Pointing records:
** begin **

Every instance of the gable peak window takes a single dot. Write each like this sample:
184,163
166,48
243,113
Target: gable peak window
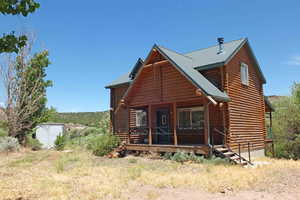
244,74
191,118
141,118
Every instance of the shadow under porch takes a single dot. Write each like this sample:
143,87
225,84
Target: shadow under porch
169,127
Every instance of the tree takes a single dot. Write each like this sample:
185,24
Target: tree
286,125
25,85
10,42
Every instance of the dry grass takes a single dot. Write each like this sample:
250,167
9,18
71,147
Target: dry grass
79,175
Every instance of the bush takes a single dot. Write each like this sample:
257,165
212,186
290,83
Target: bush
60,142
3,132
101,145
184,157
286,125
34,144
9,144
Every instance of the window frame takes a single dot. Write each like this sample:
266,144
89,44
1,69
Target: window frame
191,110
244,73
137,120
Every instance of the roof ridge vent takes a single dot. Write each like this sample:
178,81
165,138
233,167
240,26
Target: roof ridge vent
221,47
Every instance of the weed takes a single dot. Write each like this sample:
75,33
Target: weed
132,160
8,144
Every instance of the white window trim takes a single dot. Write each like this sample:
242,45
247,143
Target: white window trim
137,121
191,109
245,81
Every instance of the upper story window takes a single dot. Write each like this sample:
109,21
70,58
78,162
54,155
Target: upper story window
191,118
141,118
244,74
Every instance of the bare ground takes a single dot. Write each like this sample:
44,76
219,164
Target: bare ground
79,175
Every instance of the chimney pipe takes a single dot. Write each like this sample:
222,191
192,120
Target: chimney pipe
221,42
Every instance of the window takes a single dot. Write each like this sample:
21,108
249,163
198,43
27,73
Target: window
191,118
244,74
141,118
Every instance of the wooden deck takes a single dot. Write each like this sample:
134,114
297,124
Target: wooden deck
198,149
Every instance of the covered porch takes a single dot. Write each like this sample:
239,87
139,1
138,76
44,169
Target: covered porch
171,126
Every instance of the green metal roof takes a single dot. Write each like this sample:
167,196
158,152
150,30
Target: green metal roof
191,63
184,65
119,81
267,101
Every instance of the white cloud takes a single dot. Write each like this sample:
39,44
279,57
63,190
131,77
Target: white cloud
294,60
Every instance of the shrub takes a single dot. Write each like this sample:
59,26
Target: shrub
286,125
102,144
34,144
60,142
9,144
73,133
180,157
184,157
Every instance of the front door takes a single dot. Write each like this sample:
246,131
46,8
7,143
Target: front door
163,126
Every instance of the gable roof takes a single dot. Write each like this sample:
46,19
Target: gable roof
136,68
183,64
190,63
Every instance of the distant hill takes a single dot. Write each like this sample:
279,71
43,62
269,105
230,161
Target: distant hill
2,114
84,118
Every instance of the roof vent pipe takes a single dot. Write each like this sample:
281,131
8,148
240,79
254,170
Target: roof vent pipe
221,42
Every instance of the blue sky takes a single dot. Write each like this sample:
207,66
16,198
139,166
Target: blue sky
93,42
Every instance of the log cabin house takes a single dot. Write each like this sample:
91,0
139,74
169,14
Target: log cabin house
193,101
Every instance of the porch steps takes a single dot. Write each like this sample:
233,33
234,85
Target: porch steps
225,152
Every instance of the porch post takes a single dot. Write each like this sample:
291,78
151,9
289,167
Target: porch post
175,123
271,124
128,134
150,124
206,123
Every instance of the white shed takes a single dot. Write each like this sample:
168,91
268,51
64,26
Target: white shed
46,133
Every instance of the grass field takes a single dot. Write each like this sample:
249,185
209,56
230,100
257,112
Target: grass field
79,175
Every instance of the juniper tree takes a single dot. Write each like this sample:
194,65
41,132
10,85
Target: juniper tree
10,42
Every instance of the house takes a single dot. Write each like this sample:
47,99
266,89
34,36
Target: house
192,101
2,114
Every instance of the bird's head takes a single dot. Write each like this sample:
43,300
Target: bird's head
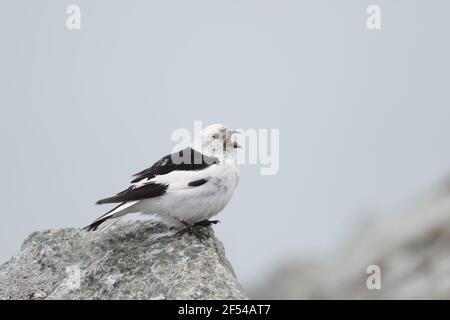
216,141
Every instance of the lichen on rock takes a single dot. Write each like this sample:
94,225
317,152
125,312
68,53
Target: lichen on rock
131,260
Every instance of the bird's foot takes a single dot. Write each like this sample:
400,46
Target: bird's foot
205,223
194,230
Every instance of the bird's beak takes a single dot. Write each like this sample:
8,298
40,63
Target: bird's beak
230,132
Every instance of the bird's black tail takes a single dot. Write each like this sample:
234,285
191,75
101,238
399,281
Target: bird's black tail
95,225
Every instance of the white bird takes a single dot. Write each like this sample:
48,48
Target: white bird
186,188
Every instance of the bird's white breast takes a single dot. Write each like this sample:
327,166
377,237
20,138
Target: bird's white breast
193,204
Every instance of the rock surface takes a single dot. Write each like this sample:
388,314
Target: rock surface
411,247
131,260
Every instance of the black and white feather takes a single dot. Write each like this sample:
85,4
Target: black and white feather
191,185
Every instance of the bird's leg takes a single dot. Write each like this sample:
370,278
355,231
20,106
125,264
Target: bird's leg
194,230
205,223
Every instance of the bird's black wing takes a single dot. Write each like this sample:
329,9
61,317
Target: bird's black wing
185,160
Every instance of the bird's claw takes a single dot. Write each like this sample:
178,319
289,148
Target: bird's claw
195,231
206,223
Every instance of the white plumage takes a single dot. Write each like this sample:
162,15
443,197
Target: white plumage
184,193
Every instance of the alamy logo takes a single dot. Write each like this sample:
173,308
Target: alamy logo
374,19
373,282
73,21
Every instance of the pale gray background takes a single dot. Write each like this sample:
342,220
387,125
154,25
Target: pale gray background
363,116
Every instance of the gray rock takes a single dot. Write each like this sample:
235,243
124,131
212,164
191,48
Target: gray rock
410,246
132,260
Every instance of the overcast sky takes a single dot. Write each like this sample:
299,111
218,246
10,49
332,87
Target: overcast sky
363,114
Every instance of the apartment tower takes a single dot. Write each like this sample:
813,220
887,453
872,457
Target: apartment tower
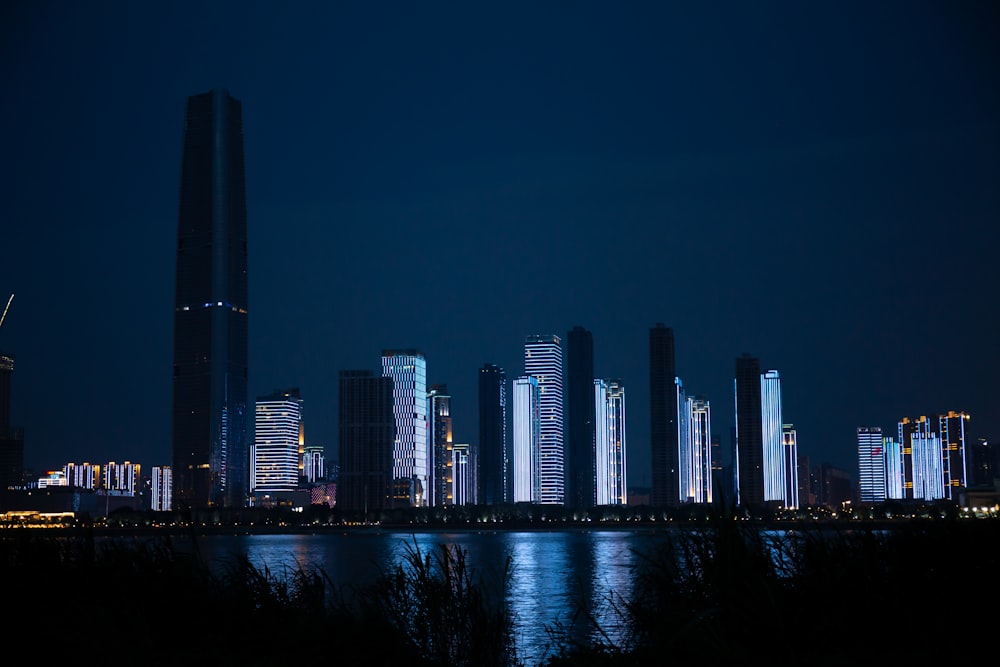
580,406
543,360
209,428
663,426
494,481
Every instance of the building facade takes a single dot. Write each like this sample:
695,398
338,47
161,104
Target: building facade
494,481
526,474
275,458
663,416
412,472
367,434
695,448
871,465
543,360
439,404
209,434
581,485
610,463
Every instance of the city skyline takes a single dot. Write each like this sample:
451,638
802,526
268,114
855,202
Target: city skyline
454,188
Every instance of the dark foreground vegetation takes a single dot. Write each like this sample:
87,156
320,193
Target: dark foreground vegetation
725,593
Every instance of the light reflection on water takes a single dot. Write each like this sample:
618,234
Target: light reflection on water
554,573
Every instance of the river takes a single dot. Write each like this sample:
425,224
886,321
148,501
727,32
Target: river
554,573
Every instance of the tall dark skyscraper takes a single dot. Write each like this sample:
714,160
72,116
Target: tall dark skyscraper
494,455
663,440
581,484
210,411
749,455
367,433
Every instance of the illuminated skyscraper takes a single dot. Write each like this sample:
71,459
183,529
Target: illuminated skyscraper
11,440
749,454
411,458
774,451
277,427
580,478
160,498
789,451
463,474
439,403
609,433
695,444
526,475
494,480
543,360
871,464
951,429
762,474
663,424
367,433
210,453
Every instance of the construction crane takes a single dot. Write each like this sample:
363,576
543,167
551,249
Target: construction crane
7,307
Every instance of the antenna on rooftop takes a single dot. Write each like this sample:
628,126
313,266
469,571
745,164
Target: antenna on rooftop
6,308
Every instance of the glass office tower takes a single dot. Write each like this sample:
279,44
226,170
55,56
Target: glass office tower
411,459
493,462
209,428
277,426
525,473
543,360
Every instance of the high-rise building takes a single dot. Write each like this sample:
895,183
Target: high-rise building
871,464
210,453
695,417
122,478
160,499
580,427
11,439
543,360
83,475
610,466
951,429
314,463
663,426
762,466
411,459
367,433
790,453
933,464
439,403
277,429
463,473
526,477
749,454
775,483
494,481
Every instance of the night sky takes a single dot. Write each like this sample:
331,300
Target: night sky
816,184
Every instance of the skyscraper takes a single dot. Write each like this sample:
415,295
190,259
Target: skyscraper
749,434
663,427
367,432
411,459
439,404
580,478
526,479
695,449
790,453
543,360
610,466
210,454
494,453
871,464
277,426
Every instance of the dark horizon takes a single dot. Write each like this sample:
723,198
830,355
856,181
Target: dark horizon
814,185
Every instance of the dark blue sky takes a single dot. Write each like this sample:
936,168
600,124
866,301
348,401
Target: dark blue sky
817,184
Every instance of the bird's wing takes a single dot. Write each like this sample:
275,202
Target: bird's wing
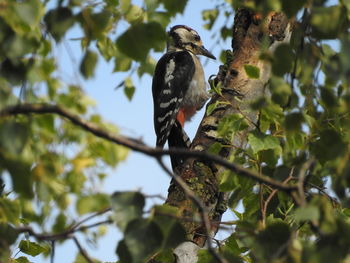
171,80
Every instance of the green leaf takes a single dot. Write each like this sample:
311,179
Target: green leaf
137,41
147,66
259,141
294,121
162,18
31,248
21,176
13,136
281,90
253,72
327,22
282,60
142,239
58,21
88,64
129,88
291,7
329,146
126,207
107,48
30,11
174,7
9,210
22,260
211,107
307,213
273,238
134,14
8,234
92,203
210,15
231,124
122,62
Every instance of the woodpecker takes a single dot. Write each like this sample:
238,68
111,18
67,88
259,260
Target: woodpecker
178,87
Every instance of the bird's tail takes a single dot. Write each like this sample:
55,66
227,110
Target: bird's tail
178,139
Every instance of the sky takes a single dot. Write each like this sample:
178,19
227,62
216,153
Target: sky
135,119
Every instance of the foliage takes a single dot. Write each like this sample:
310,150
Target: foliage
48,164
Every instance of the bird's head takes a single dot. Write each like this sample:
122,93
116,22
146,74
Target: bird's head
185,38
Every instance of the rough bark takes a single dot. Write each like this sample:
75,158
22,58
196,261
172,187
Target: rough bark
248,35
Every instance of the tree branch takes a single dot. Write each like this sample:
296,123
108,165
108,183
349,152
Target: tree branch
82,250
202,209
138,145
69,231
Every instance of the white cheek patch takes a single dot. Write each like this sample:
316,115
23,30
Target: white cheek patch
170,67
183,34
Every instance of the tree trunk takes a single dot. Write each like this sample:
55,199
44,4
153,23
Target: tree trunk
248,35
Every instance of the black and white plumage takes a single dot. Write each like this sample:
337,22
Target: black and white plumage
179,87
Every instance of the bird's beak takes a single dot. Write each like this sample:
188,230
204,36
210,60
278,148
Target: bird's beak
205,52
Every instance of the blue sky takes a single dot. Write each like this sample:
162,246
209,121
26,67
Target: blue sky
134,119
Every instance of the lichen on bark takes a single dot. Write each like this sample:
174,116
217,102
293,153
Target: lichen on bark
248,35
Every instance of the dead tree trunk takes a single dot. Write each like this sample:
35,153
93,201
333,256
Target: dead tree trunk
248,34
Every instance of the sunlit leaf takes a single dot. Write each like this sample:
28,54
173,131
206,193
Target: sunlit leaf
137,41
58,21
31,248
92,203
252,71
88,64
259,141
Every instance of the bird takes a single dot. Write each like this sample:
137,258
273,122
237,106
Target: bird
179,88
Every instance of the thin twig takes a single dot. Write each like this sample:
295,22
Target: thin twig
271,195
301,180
82,250
63,235
202,209
138,145
91,216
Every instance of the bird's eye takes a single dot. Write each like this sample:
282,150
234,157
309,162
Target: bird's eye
197,38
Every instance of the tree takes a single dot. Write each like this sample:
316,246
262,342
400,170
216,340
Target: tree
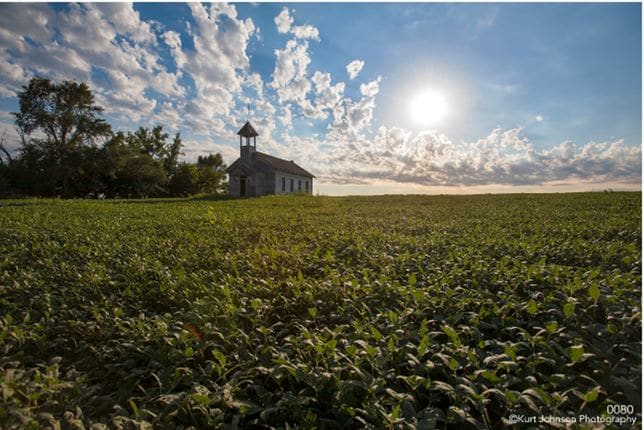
212,174
153,142
128,171
65,114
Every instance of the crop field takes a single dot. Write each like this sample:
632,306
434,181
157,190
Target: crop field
321,312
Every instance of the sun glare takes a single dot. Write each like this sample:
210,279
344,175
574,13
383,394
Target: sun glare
428,108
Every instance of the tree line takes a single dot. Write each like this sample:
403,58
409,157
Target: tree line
68,150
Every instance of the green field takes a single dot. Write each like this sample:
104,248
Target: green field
320,312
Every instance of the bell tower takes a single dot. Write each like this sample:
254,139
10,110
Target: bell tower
247,131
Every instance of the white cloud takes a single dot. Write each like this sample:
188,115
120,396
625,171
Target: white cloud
504,157
370,89
354,68
284,21
173,40
289,76
306,32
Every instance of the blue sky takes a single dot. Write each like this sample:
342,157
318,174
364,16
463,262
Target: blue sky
533,97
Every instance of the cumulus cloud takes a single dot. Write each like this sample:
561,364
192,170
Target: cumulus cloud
503,157
284,22
354,68
289,76
370,89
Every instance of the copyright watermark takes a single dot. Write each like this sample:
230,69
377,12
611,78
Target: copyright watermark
574,419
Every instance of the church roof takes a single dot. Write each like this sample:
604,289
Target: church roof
276,164
247,131
283,165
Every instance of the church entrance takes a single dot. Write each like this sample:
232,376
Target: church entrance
242,185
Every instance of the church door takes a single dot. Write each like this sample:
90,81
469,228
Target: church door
242,186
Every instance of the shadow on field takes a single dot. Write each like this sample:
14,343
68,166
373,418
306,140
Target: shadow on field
161,200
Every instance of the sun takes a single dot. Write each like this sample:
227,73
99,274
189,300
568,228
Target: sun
428,108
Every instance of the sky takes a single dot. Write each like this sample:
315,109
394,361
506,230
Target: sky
372,98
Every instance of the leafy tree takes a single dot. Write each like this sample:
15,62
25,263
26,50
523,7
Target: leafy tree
66,122
153,142
128,171
205,177
185,181
212,174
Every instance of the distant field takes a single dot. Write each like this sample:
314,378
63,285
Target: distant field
391,312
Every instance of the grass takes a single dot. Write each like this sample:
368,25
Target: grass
320,312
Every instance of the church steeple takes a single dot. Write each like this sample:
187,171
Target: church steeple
247,131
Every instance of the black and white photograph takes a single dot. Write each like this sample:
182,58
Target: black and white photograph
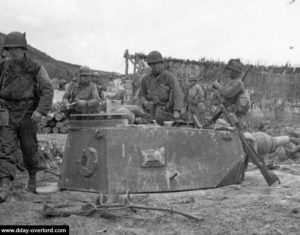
137,117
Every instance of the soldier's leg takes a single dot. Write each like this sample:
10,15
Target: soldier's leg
29,147
8,149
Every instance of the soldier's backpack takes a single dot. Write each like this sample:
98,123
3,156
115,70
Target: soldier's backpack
243,103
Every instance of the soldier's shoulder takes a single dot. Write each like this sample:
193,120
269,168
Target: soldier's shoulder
5,61
93,85
169,74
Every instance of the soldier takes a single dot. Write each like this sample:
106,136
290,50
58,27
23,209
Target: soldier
232,92
99,84
195,100
82,96
160,89
26,95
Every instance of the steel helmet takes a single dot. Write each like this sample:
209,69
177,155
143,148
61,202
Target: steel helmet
96,74
235,65
193,78
154,57
15,39
85,71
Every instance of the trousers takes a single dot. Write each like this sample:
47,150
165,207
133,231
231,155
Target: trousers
20,133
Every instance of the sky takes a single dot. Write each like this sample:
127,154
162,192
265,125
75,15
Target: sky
97,32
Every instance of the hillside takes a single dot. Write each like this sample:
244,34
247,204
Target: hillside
56,68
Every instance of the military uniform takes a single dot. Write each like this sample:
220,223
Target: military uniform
164,91
87,92
25,87
196,104
230,94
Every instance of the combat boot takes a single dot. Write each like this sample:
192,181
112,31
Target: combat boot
4,188
31,186
39,167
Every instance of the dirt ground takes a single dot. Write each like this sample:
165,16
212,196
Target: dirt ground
249,208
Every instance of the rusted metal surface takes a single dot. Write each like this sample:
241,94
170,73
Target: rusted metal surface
108,158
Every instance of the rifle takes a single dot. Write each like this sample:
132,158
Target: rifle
269,176
218,114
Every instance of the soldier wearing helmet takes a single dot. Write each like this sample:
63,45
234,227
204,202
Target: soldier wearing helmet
195,100
231,92
99,83
26,95
82,96
160,89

** end **

- **Written task**:
Give back the lines of the listing from the one with "Every instance of the steel" through the end, both included, exactly as written and with nothing added.

- **Response below**:
Every instance of the steel helmet takes a single dot. Write each like this sample:
209,69
177,155
143,148
61,202
Target: steel helmet
96,74
235,65
193,78
154,57
15,39
85,71
Every instance of the trousers takes a single dot. Write each like this sample:
47,150
165,207
133,231
231,155
Target: trousers
20,133
Every instance of the sky takes a single dot. Write each like this sample:
127,154
162,192
265,125
75,15
Target: sky
97,32
Every instance of the hillside takes a single dot. Write each like this sample:
244,34
247,204
Target: hillside
56,68
Every instance of the military uniform takes a single dot. Write each like this sample:
220,223
Target: military uniform
164,91
87,92
25,87
196,104
230,94
Every instance of the combat boot takes a single dot. Write each like this sample:
192,181
112,31
Target: combat boot
4,188
31,186
39,167
Every instance of the dirt ground takes a single dot. Write each like this sample:
165,16
212,196
Target: dirt ground
249,208
Every instance of the rusted metal surface takes a single dot. Write each like this sample:
241,94
170,73
Target: rusted metal surface
108,158
Every instance of the rifle takes a single dot. Write each like this sample:
132,158
Target: rifle
269,176
218,114
Every instance of the soldier wearing helmet takes a single dot. Write each like this sample:
63,45
234,227
204,202
Target: soldier wearing helmet
195,100
231,92
99,83
26,95
82,96
160,89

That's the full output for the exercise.